= YOUR GOAL =
Every line in the entries that holds "woman" should be identified and copied.

= WORKING DATA =
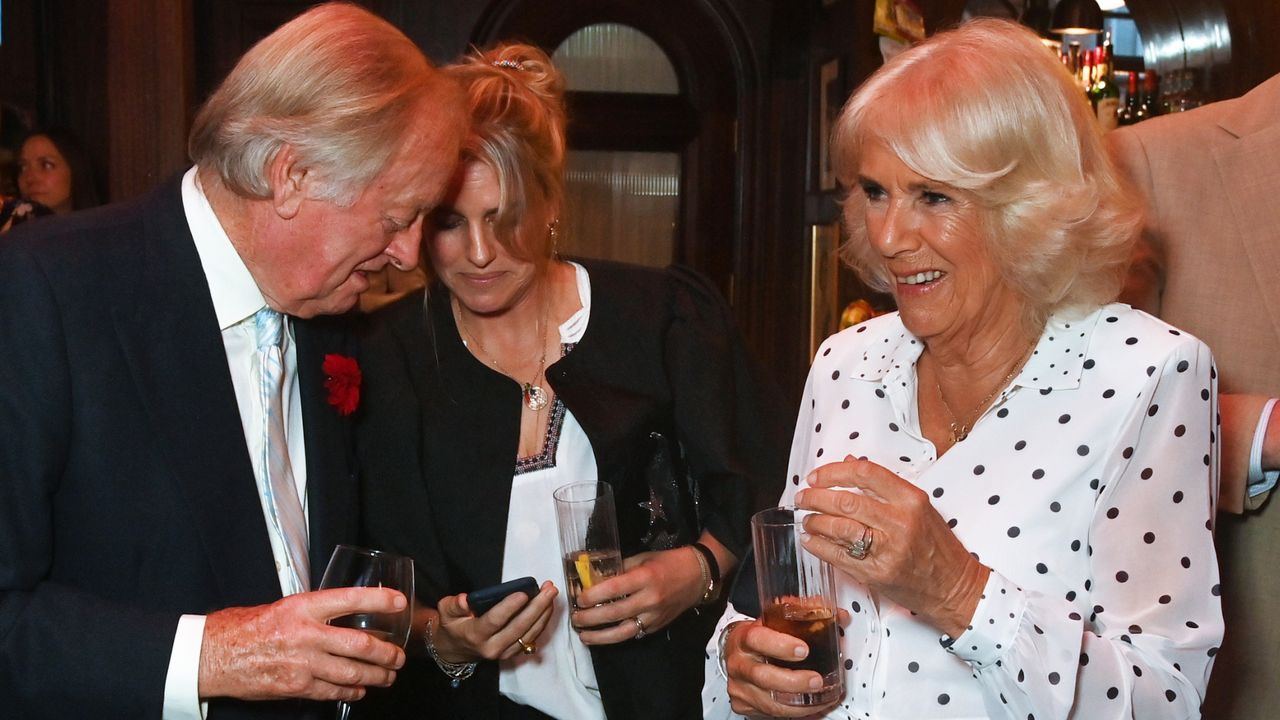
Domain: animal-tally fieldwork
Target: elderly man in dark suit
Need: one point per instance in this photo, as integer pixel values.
(173, 470)
(1207, 264)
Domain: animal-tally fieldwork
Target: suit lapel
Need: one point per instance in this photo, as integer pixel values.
(330, 477)
(1251, 167)
(170, 340)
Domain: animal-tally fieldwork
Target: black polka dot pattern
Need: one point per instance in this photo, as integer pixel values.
(1084, 491)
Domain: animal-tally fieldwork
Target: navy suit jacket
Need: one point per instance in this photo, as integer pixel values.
(127, 496)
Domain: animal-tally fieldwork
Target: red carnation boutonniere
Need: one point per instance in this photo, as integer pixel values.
(342, 381)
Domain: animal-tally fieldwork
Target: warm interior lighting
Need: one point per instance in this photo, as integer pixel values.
(1077, 17)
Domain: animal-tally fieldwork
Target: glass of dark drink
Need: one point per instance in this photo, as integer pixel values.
(589, 537)
(798, 595)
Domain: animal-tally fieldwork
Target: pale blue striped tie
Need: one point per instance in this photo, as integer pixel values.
(280, 493)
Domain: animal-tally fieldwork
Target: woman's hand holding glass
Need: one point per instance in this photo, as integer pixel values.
(499, 633)
(656, 587)
(914, 559)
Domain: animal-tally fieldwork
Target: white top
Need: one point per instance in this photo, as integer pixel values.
(236, 299)
(1089, 488)
(560, 679)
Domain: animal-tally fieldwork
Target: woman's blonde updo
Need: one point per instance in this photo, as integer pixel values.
(516, 99)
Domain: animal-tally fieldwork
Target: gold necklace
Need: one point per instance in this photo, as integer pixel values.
(960, 431)
(534, 395)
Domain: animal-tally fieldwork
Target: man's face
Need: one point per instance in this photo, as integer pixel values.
(316, 261)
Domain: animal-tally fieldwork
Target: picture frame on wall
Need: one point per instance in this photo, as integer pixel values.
(830, 98)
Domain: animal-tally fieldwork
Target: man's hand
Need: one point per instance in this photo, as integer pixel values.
(286, 650)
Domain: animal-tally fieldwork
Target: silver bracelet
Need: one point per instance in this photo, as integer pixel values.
(457, 671)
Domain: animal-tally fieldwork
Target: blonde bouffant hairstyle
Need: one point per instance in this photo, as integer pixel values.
(337, 83)
(986, 108)
(516, 99)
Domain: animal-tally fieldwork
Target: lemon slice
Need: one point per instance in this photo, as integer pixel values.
(584, 569)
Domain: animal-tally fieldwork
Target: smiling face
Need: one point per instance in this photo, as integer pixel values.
(44, 174)
(315, 259)
(465, 251)
(928, 237)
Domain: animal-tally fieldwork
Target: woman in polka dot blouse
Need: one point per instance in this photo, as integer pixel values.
(1014, 479)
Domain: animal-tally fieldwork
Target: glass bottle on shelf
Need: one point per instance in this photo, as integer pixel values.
(1129, 109)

= TASK ANSWER =
Target: woman's hand holding glass
Target: woman's blonde updo
Target: woman in polka dot blouse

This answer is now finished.